◆ Directions for this task
Extract every line below that contains the string "brown", treating uppercase and lowercase letters as different.

◆ Data section

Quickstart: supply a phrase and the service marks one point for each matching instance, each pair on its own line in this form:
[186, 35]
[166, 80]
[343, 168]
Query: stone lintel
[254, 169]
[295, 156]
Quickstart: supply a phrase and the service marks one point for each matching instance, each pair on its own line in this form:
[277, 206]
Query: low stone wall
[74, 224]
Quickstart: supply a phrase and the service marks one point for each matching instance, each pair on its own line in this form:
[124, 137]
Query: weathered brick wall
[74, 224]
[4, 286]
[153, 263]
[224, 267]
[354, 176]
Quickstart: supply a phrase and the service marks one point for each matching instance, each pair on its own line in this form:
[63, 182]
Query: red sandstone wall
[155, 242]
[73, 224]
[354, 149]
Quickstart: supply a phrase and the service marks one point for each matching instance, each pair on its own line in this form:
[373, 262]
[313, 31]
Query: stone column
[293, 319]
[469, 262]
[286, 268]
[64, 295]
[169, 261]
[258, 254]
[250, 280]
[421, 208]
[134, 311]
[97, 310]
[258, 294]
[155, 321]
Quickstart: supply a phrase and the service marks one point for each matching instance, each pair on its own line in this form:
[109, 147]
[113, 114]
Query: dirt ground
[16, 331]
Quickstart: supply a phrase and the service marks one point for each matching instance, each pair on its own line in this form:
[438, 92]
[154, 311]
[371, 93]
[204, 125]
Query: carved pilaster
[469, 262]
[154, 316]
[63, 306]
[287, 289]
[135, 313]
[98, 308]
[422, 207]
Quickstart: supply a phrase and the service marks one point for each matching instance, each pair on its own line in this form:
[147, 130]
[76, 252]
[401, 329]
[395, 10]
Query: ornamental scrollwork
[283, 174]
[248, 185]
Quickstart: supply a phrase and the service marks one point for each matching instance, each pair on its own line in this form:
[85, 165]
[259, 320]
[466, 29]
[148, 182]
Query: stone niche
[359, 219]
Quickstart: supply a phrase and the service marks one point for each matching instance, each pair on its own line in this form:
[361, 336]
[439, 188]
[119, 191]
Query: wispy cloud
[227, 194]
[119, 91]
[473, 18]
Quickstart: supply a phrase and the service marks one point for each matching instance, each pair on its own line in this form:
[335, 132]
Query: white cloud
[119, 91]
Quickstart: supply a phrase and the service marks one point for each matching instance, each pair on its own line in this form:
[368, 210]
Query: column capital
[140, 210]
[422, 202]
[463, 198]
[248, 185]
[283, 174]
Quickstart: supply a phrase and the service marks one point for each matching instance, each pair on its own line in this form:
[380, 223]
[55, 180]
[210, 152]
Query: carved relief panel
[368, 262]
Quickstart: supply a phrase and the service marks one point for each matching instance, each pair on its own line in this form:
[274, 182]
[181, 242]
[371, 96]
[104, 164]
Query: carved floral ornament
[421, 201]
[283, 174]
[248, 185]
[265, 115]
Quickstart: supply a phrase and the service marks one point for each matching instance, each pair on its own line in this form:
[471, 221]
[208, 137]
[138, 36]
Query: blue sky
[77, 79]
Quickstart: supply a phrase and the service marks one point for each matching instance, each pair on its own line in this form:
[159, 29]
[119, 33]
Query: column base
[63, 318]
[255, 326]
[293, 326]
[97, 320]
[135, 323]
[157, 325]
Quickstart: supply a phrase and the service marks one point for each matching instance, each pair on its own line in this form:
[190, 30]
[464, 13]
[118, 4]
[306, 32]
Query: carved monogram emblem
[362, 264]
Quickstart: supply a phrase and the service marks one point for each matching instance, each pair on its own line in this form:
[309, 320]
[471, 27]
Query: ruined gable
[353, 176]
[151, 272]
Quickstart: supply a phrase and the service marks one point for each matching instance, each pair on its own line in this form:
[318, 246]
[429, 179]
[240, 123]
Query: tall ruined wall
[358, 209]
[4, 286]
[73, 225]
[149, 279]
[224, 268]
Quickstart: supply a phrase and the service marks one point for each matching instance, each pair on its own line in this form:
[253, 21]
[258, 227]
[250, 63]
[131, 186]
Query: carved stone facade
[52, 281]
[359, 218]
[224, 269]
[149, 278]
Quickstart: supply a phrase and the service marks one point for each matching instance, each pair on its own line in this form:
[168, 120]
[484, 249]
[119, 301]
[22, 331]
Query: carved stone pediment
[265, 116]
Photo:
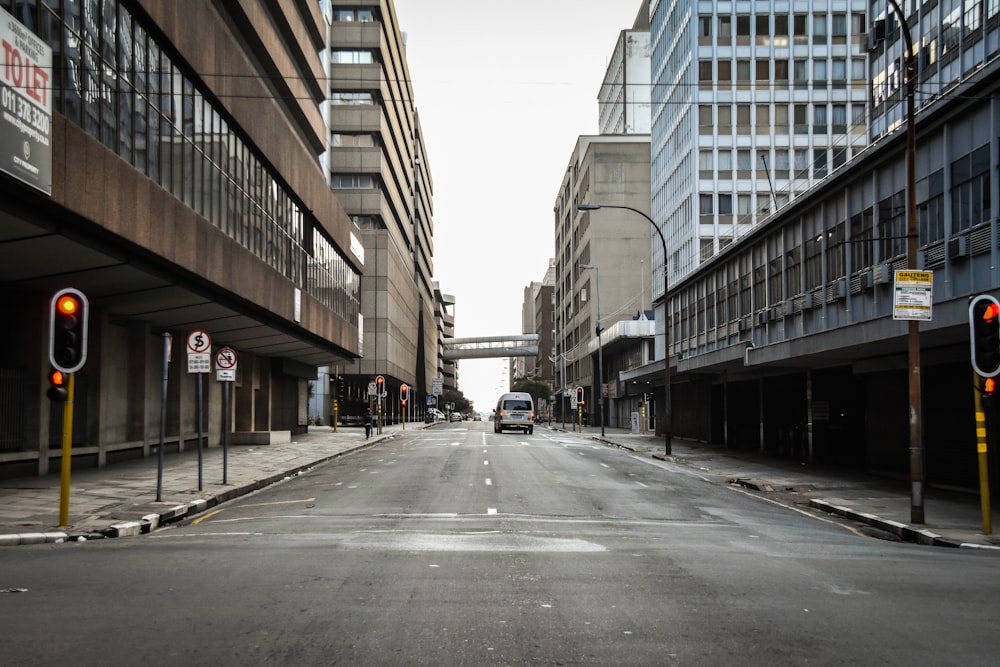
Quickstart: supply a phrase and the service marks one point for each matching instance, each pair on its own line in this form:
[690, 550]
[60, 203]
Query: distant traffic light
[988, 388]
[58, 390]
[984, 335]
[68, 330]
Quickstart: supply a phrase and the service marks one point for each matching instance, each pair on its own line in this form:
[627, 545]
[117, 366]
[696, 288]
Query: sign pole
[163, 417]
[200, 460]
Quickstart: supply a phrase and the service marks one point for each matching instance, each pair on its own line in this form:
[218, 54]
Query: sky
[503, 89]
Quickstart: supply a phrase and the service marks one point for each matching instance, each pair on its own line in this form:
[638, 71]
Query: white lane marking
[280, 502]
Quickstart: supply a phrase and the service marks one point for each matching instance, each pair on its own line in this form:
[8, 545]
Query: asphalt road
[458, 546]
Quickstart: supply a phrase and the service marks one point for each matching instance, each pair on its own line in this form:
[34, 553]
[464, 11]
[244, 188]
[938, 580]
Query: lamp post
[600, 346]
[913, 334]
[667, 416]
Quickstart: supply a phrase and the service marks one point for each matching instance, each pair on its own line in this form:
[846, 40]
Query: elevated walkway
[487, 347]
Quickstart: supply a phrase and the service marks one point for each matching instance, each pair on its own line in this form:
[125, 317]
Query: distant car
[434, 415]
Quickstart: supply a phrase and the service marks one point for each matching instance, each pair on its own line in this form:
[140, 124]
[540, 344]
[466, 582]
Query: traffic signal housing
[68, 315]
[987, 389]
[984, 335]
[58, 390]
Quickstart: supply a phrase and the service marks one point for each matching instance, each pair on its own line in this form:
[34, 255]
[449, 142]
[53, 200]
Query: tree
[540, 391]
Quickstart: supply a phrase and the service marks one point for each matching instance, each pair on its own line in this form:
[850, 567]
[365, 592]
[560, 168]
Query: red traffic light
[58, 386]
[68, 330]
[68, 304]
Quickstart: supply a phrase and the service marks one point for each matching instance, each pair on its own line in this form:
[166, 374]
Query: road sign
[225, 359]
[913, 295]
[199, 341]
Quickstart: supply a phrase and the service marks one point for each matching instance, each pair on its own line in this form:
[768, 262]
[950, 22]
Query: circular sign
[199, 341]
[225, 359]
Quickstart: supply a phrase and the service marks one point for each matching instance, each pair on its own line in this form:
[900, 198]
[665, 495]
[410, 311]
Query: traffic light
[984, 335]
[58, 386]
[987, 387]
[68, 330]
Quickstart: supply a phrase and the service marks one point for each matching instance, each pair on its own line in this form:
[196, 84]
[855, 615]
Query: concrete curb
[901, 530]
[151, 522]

==

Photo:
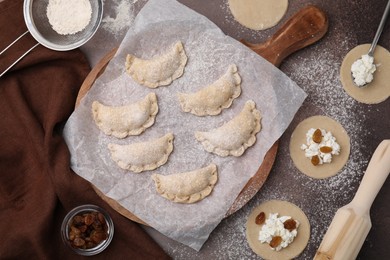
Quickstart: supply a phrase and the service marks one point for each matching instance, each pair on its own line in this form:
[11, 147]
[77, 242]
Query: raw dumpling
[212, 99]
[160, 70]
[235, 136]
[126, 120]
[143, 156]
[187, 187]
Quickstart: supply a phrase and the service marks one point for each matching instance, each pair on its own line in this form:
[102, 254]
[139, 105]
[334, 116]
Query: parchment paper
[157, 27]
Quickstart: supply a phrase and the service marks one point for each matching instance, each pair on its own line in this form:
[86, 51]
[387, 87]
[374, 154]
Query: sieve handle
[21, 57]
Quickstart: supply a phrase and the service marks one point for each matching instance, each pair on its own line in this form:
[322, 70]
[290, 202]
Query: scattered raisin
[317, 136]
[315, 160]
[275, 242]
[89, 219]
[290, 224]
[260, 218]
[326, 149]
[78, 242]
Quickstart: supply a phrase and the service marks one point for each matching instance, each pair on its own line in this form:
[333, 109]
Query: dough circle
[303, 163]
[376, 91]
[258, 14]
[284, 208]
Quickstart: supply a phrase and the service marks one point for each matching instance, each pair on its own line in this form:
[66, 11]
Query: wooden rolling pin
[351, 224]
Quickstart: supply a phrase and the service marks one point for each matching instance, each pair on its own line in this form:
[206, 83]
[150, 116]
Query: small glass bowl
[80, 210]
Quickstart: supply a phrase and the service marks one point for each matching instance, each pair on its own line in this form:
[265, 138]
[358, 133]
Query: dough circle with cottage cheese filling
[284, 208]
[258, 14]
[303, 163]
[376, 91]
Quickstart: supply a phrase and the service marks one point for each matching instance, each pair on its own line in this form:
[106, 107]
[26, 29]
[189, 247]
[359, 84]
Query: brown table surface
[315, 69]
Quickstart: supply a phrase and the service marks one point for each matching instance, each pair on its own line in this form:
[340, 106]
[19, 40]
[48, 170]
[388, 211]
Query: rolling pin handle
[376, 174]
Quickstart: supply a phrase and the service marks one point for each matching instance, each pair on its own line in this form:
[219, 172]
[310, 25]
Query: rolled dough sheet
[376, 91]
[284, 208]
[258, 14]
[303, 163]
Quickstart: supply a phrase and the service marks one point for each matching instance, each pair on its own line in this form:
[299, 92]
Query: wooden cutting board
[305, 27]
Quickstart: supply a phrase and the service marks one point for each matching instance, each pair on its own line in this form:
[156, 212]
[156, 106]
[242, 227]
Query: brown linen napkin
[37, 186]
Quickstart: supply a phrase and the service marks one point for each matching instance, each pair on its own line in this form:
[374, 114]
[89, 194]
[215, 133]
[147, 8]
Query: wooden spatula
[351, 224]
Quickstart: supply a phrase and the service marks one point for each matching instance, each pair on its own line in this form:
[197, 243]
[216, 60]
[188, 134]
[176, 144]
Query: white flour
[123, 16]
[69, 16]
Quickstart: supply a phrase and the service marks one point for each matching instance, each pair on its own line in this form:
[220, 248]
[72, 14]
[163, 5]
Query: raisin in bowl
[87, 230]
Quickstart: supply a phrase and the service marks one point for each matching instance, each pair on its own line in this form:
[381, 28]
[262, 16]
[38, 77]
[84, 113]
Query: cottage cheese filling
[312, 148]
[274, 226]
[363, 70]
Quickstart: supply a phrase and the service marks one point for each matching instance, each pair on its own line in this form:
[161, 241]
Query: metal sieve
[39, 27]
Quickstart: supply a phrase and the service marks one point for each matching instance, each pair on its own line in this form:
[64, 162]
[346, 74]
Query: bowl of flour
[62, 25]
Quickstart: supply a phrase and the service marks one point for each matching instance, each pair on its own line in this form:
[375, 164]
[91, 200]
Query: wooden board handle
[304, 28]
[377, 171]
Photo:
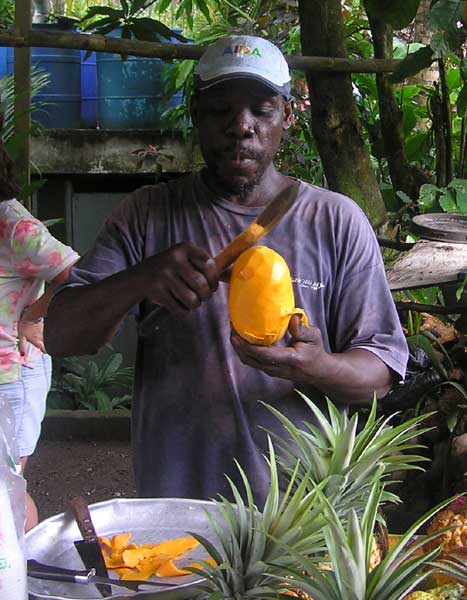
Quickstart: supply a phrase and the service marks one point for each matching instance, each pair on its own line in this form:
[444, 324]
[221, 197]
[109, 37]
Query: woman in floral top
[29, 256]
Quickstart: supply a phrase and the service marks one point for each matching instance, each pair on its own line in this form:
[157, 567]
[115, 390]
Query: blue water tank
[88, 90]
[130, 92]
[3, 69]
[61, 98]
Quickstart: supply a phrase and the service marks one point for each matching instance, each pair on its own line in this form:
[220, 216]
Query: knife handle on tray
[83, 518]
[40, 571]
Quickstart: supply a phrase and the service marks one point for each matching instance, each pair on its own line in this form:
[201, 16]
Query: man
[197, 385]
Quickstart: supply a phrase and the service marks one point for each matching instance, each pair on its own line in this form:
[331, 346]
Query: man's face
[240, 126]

◆ Output
Query: brown table surface
Query: brown linen napkin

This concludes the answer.